Can you rewrite every one of these rows with "located" replaced by "found" and nothing else changed? Omit the pictures from your answer.
***
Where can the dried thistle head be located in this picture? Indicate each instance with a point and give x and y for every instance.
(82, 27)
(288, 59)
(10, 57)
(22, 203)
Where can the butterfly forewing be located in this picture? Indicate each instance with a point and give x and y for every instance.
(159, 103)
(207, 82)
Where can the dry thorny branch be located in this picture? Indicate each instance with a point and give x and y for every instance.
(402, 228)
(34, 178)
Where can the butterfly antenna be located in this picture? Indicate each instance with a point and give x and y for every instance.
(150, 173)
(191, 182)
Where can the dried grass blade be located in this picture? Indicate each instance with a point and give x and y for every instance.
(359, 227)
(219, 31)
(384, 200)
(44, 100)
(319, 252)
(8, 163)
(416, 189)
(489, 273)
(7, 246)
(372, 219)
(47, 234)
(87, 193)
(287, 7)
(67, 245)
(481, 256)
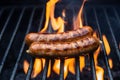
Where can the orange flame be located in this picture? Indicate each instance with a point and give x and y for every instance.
(56, 67)
(100, 73)
(107, 46)
(78, 21)
(82, 62)
(110, 63)
(99, 70)
(72, 65)
(97, 51)
(37, 68)
(57, 23)
(25, 66)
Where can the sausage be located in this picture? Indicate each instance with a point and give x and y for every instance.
(64, 49)
(65, 36)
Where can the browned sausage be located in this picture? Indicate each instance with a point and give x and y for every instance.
(64, 49)
(65, 36)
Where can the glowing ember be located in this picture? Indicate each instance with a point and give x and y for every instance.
(107, 46)
(25, 66)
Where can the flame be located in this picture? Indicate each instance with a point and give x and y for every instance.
(37, 68)
(72, 65)
(110, 63)
(57, 23)
(99, 70)
(49, 69)
(82, 62)
(107, 46)
(25, 66)
(100, 73)
(78, 20)
(56, 67)
(96, 53)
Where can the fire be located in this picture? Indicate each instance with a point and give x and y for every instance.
(100, 73)
(99, 70)
(72, 65)
(37, 68)
(82, 62)
(110, 63)
(77, 23)
(107, 46)
(57, 23)
(25, 66)
(56, 67)
(49, 69)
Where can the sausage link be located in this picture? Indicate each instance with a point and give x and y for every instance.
(65, 36)
(64, 49)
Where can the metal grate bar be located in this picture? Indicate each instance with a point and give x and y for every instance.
(11, 40)
(22, 47)
(62, 69)
(91, 55)
(77, 69)
(114, 40)
(4, 27)
(45, 69)
(103, 48)
(93, 66)
(30, 69)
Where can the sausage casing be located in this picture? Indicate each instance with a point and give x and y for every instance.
(64, 49)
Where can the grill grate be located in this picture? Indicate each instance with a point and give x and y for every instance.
(33, 11)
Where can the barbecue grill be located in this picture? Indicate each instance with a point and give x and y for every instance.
(18, 20)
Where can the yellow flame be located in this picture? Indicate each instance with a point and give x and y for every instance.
(100, 73)
(82, 62)
(107, 46)
(49, 69)
(57, 23)
(78, 21)
(37, 68)
(25, 66)
(110, 63)
(56, 67)
(72, 65)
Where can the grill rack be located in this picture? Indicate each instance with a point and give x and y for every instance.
(61, 76)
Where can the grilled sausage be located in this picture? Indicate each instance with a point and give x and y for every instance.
(64, 49)
(65, 36)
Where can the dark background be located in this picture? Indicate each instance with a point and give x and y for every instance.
(40, 2)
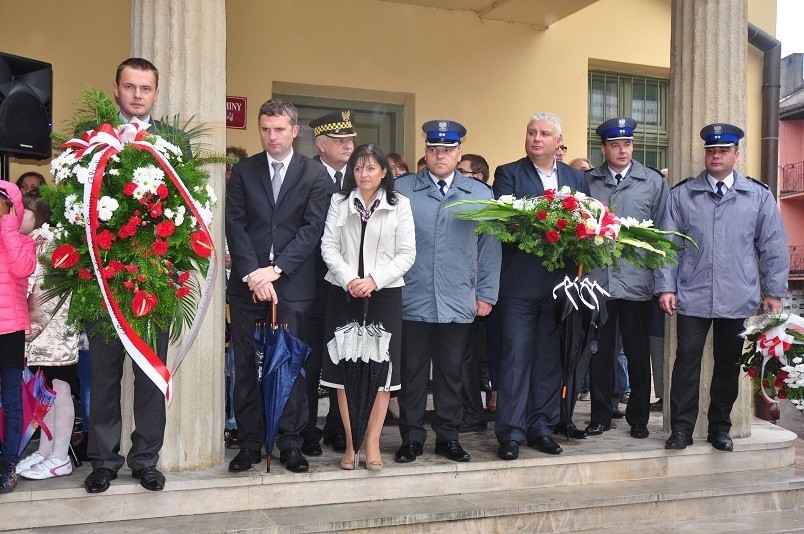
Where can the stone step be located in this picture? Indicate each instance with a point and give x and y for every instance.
(613, 458)
(770, 500)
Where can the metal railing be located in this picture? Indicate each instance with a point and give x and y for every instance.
(792, 179)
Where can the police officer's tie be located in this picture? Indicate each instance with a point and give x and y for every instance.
(276, 180)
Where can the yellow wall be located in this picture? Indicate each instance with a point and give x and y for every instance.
(491, 76)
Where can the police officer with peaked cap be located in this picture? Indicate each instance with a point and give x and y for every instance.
(334, 139)
(640, 192)
(741, 262)
(454, 279)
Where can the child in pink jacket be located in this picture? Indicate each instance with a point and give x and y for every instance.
(17, 262)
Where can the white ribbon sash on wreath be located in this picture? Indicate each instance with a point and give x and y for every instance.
(108, 142)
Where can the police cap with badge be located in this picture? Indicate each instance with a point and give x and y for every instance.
(337, 124)
(721, 134)
(444, 133)
(616, 128)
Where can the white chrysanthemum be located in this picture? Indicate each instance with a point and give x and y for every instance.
(106, 207)
(211, 193)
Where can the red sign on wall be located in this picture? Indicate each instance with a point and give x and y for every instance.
(236, 112)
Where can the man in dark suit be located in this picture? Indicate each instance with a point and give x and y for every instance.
(530, 368)
(276, 205)
(334, 139)
(136, 89)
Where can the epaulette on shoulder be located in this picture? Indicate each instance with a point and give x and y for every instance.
(685, 180)
(763, 184)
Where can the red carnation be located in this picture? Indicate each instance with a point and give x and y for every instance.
(182, 292)
(165, 229)
(201, 243)
(155, 209)
(159, 247)
(64, 257)
(129, 188)
(142, 303)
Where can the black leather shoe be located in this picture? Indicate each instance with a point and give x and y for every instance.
(678, 441)
(294, 460)
(595, 429)
(311, 447)
(572, 431)
(472, 427)
(245, 459)
(639, 432)
(337, 442)
(408, 452)
(546, 444)
(150, 478)
(508, 450)
(452, 450)
(721, 441)
(99, 480)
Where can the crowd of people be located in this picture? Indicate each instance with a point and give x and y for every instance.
(352, 236)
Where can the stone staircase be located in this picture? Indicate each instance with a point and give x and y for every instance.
(605, 482)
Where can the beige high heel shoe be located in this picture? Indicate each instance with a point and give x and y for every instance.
(351, 465)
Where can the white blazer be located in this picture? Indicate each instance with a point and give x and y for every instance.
(389, 247)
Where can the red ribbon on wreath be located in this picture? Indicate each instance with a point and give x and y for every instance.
(107, 141)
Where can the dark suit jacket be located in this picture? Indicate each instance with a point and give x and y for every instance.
(522, 274)
(293, 225)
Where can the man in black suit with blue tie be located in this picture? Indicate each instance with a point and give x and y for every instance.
(530, 368)
(276, 204)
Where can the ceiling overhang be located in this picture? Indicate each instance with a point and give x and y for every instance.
(538, 14)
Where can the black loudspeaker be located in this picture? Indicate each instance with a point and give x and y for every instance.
(25, 106)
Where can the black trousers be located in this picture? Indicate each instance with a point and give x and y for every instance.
(334, 424)
(529, 393)
(443, 344)
(247, 398)
(471, 393)
(634, 321)
(106, 370)
(728, 346)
***
• EXERCISE ANSWER:
Where can the dried thistle head be found in this picture? Indicate each instance with a point and give x and y for every instance.
(82, 27)
(288, 59)
(10, 57)
(22, 203)
Where can the butterfly forewing be found in this picture? Indicate each instance with a point and give x and y for every instance.
(159, 103)
(207, 82)
Where can the dry thorny branch be found in this picture? Indicate each instance with a point and give x and y for every instance.
(402, 228)
(34, 178)
Where can the butterfly antenna be found in this picture? Indicate each instance with a point and give x and y for every instance.
(150, 173)
(191, 182)
Where can the dried grass blade be found in this picture? Indicate each instance with a point and give x and y for every instance.
(359, 227)
(219, 31)
(384, 200)
(44, 100)
(319, 252)
(8, 163)
(416, 189)
(489, 273)
(7, 246)
(372, 219)
(47, 234)
(87, 193)
(287, 7)
(67, 245)
(481, 256)
Where can the orange flame be found in this picture? Indicate each instance with a point and give x and y for every instance.
(56, 67)
(100, 73)
(107, 46)
(78, 21)
(82, 62)
(110, 63)
(99, 70)
(72, 65)
(97, 51)
(37, 68)
(57, 23)
(25, 66)
Where can the sausage be found in this picture? Indicate each instance with a point and give x and y for every instance.
(64, 49)
(65, 36)
Where can the browned sausage be found in this picture? Indicate each instance with a point and give x and y for every instance.
(64, 49)
(65, 36)
Where can the glowing ember be found in this picture? Indicate each instance with a point and give x and y for every instance.
(107, 46)
(25, 66)
Where can the flame be found in this picture? Indicate each instance with a point and give x and y for every instance.
(37, 68)
(72, 65)
(110, 63)
(57, 23)
(99, 70)
(49, 69)
(82, 62)
(107, 46)
(25, 66)
(100, 73)
(78, 20)
(56, 67)
(96, 53)
Where can the fire be found in this picture? Indicate each instance with a point and give x and y for every instance.
(100, 73)
(99, 70)
(72, 65)
(37, 68)
(82, 62)
(110, 63)
(77, 23)
(107, 46)
(57, 23)
(25, 66)
(56, 67)
(49, 69)
Where can the sausage link be found in this picture? Indicate each instance with a point and give x and y for every instance.
(65, 36)
(64, 49)
Where can the metal grate bar be found in this picture? Indicate each instance with a point and give x and y for every instance.
(11, 40)
(22, 47)
(62, 69)
(91, 55)
(77, 69)
(114, 40)
(4, 27)
(45, 69)
(103, 48)
(93, 66)
(30, 69)
Where can the sausage casing be found in this picture? Indicate each instance with a point and give x and y for every instance.
(64, 49)
Where can the grill grate be found in this picture? Indicate each instance with a point and give x and y for every instance.
(33, 11)
Where can the barbecue grill be found in this picture? Indicate each instance with a point and give x and y for every instance.
(18, 20)
Where can the yellow flame be found in this picture? Indicate each instance with a point and give x and y for every instance.
(100, 73)
(82, 62)
(107, 46)
(49, 69)
(57, 23)
(78, 21)
(37, 68)
(25, 66)
(110, 63)
(56, 67)
(72, 65)
Where can the grill rack be found in this picture? Indicate each instance with a point and give x and y for every instance.
(61, 76)
Where can the grilled sausage be found in this picture? Indicate each instance with a point and give x and y for every instance.
(64, 49)
(65, 36)
Where can the dark background be found in this picture? Indicate each instance with a point and give x and y for every instance.
(40, 2)
Where can the stone step be found in this picture? Indicate each instance with a point and give x and y for every instance.
(613, 458)
(770, 500)
Where can the metal railing be found in this picture? Indicate each instance with a point and give x and y for every instance.
(792, 179)
Where can the police officer's tie be found in this picture? Indicate each instance with a point and give x and y for every instance.
(276, 180)
Where can the yellow wall be found in this picture? Indicate each instance with a point and give x and y for every instance.
(491, 76)
Where can the police officer with peaked cap be found in this picture? Indicate each instance with a point and give x and y for every instance.
(334, 139)
(640, 192)
(741, 262)
(454, 279)
Where can the child in pink jacket be found in this picture? Indicate each instance with a point and give x and y for every instance.
(17, 262)
Where can the white ribbon sash on wreath be found in this picture? Indicate each instance with a point and give x and y for every instance.
(108, 142)
Where can the police cap with badge be found in this picture? Indicate each instance with a point and give x and y for every instance.
(337, 124)
(721, 134)
(444, 133)
(616, 128)
Where can the white chrysanthemum be found in this picture? Indicate each instance with a point and give x and y for every instance.
(106, 207)
(211, 193)
Where can the red sign on wall be found in this picture? Indicate each instance with a point and give x and y for every instance.
(236, 112)
Where can the man in dark suit be found in this picture? Indicate each instance with a point and give x and y for every instance.
(530, 368)
(276, 205)
(334, 139)
(136, 89)
Where can the epaulette on shoulder be found in this picture? Indicate each instance with a point and give x and y for every instance.
(685, 180)
(763, 184)
Where can the red carnation be found in this picture? Indicate each instance with a point and give x and y for every instance.
(182, 292)
(165, 229)
(201, 243)
(155, 209)
(159, 247)
(64, 257)
(129, 188)
(142, 303)
Where can the black leather shoe be found in this picture? Indicate each instance with a point and give x and y for every instance.
(678, 441)
(294, 460)
(595, 429)
(311, 447)
(572, 431)
(472, 427)
(245, 459)
(639, 432)
(337, 442)
(408, 452)
(546, 444)
(150, 478)
(508, 450)
(452, 450)
(721, 441)
(99, 480)
Where can the crowd of people be found in this picture? Indicate each instance with a point and give x and y for every instance.
(352, 236)
Where can the stone staircase be found in this picture? Indicate each instance with a point and give x and y for every instance.
(605, 482)
Where can the beige high heel shoe be found in this picture? Indicate each instance with a point and give x and y for every instance.
(351, 465)
Where can the white blazer be found in this picture? Indicate each instance with a point and give x and y for every instance.
(389, 247)
Where can the red ribbon on wreath be found in this picture? Indicate each instance with a point and give x and y for every instance.
(107, 141)
Where can the dark suit jacket be found in this picture? Indicate each instance with a point and give x and y for every instance.
(522, 274)
(293, 225)
Where can the man in black suit with blue tie be found in this picture? Indicate each instance with a point and give x and y for every instance.
(530, 368)
(276, 204)
Where can the ceiling overhang be found in this picture? Indicate each instance with a point and give x and y for every instance.
(538, 14)
Where can the black loudspeaker be found in this picture? Indicate each instance with a point and give x and y for every instance.
(25, 106)
Where can the black trousers be found in this picture? Indicate each instance with a point and give x and y for every instance.
(334, 424)
(529, 393)
(443, 344)
(247, 398)
(471, 393)
(634, 321)
(106, 370)
(728, 346)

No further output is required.